____ Data shown

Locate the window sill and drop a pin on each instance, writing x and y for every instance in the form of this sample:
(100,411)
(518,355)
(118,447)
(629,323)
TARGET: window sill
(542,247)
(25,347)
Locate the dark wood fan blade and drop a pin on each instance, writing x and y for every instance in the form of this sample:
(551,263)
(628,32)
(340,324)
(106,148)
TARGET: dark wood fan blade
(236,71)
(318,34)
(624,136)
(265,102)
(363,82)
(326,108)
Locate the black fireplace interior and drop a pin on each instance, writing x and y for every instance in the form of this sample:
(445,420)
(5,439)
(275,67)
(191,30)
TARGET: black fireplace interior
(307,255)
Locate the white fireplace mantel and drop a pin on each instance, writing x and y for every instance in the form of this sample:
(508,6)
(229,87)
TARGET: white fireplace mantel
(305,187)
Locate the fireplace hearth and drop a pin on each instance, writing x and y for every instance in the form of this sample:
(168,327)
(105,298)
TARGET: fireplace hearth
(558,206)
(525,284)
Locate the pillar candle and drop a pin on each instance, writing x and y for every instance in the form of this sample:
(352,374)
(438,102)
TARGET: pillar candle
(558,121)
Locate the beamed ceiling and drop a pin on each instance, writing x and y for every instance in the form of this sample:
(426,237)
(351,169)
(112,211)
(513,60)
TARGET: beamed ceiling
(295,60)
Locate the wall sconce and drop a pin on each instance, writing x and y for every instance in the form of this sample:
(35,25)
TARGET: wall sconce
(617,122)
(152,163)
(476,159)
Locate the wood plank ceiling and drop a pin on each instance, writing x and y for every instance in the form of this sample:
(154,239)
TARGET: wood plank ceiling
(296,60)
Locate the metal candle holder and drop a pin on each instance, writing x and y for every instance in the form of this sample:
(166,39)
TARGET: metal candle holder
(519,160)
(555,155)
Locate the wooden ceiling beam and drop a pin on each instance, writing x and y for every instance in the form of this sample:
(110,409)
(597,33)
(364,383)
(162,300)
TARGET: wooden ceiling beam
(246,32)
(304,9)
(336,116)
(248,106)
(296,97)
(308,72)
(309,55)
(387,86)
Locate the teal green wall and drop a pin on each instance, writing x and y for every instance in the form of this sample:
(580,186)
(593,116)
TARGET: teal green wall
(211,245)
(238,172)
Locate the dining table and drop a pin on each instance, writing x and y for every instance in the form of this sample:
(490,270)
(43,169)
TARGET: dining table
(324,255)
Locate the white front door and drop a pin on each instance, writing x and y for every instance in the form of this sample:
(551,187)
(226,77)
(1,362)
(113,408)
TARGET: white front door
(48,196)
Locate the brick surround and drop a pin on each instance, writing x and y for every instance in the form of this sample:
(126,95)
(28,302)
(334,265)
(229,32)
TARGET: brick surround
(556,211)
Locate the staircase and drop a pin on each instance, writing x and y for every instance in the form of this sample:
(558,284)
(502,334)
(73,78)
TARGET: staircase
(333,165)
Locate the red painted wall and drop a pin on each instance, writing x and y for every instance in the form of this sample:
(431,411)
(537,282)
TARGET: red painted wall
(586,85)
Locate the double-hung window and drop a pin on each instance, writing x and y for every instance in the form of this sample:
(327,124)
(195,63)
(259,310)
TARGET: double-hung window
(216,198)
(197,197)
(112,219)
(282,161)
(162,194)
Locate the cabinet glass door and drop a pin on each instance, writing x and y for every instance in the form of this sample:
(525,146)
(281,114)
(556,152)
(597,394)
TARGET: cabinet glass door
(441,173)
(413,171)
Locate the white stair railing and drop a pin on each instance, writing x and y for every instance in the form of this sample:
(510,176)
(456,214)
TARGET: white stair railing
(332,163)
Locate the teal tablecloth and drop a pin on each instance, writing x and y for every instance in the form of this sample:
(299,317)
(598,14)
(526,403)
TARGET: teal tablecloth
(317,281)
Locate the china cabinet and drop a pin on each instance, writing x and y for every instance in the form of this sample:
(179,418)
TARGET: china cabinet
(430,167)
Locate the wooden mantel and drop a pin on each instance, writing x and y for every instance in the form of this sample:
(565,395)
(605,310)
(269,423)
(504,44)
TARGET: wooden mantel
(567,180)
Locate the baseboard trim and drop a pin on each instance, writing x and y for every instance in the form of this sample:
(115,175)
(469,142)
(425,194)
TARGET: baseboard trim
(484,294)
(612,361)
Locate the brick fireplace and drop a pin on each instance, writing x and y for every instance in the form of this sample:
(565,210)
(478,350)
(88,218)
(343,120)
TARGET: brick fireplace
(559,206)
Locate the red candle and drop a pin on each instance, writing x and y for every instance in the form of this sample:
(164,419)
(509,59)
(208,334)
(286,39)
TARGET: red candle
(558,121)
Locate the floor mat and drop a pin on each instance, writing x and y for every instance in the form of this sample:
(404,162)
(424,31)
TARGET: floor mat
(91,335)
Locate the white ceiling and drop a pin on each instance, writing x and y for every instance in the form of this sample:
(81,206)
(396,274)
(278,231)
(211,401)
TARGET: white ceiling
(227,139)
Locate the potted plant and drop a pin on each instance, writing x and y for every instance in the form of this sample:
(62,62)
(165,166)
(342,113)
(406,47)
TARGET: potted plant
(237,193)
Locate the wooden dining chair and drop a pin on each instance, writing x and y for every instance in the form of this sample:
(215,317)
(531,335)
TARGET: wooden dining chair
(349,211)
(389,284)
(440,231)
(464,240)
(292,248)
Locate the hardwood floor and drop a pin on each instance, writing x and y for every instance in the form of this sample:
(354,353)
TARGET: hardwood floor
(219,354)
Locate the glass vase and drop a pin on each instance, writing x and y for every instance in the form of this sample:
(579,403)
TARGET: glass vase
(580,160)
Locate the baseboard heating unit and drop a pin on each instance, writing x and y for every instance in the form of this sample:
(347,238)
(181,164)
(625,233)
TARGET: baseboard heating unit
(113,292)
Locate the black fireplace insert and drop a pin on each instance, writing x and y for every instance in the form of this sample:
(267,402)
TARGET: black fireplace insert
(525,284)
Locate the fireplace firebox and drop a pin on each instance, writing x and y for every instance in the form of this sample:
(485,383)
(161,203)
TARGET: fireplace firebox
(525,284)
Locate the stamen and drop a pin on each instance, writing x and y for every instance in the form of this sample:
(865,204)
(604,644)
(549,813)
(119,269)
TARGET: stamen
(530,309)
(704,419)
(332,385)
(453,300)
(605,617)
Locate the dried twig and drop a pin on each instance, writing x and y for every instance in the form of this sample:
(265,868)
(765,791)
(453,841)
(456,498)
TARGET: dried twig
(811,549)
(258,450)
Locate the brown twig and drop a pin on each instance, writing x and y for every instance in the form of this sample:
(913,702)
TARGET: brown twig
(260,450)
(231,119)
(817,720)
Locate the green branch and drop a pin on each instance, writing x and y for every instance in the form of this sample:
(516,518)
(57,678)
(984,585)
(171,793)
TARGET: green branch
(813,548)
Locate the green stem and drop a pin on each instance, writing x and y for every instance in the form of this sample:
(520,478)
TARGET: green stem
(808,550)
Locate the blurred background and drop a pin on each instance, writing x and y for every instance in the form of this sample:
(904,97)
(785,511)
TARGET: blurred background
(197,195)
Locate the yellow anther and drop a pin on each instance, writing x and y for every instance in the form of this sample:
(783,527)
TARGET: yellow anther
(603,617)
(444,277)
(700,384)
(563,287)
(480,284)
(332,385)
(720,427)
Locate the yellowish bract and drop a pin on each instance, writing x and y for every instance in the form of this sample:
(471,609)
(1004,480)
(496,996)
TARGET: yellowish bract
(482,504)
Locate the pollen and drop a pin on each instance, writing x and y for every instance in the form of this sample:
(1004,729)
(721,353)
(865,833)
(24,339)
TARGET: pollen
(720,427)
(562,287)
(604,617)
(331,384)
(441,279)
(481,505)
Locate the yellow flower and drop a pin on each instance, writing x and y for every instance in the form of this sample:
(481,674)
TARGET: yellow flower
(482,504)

________

Copy, character for character, the lines from the line that holds "Locate the black fireplace insert" through the final line of the records above.

Locate the black fireplace insert and drop a pin on each instance, writing x and y for every instance in the form of this sample:
(267,402)
TARGET: black fireplace insert
(525,284)
Locate the fireplace firebox and drop a pin on each instance, writing x and y for every instance in the form of this sample:
(485,383)
(161,203)
TARGET: fireplace firebox
(525,284)
Locate the stamen and drop a pin on each instance, writing x and y for every instance in the form of this sample:
(865,204)
(604,644)
(549,813)
(119,269)
TARGET: stamen
(530,309)
(704,419)
(332,385)
(453,300)
(605,617)
Locate the dried twig and drop a pin on each instance, writing x and y for every instance in the form of this sample:
(265,868)
(765,791)
(453,841)
(456,498)
TARGET: dried twig
(811,549)
(258,450)
Locate the brown twig and drop a pin on each instance, writing x and y for every instance in the form of this sample:
(913,702)
TARGET: brown twig
(260,450)
(231,119)
(817,720)
Locate the green branch and drop a pin on each instance, writing x and y for every instance in the form of this sample:
(516,518)
(57,678)
(984,585)
(171,793)
TARGET: green branch
(813,548)
Locate the green stem and drop a pin on each instance, writing x and y for every instance in the form of this sample:
(520,478)
TARGET: green stem
(808,550)
Locate the blurred background and drop a pin on each instance, writing x and y for every instance in the form of this sample:
(904,97)
(785,511)
TARGET: blurred background
(197,195)
Locate the yellow anther and drop a pin on each instance, writing x and y for every instance in the form of this sample:
(783,527)
TARGET: yellow anther
(603,617)
(444,277)
(700,384)
(563,287)
(480,284)
(332,385)
(720,427)
Locate the yellowish bract and drop a pin on each instance, writing x and y for every instance in the form of this sample:
(471,609)
(1004,480)
(496,996)
TARGET: yellowish bract
(482,504)
Locate the pollen and drop a pin on each instance, writing x and y for every instance in the form of this sample:
(1004,729)
(721,353)
(865,833)
(24,339)
TARGET: pollen
(720,427)
(562,287)
(604,617)
(331,384)
(441,279)
(481,505)
Locate the yellow flower and drop a pin on each instance, writing x and y for every instance in the form of this sample:
(481,674)
TARGET: yellow flower
(482,504)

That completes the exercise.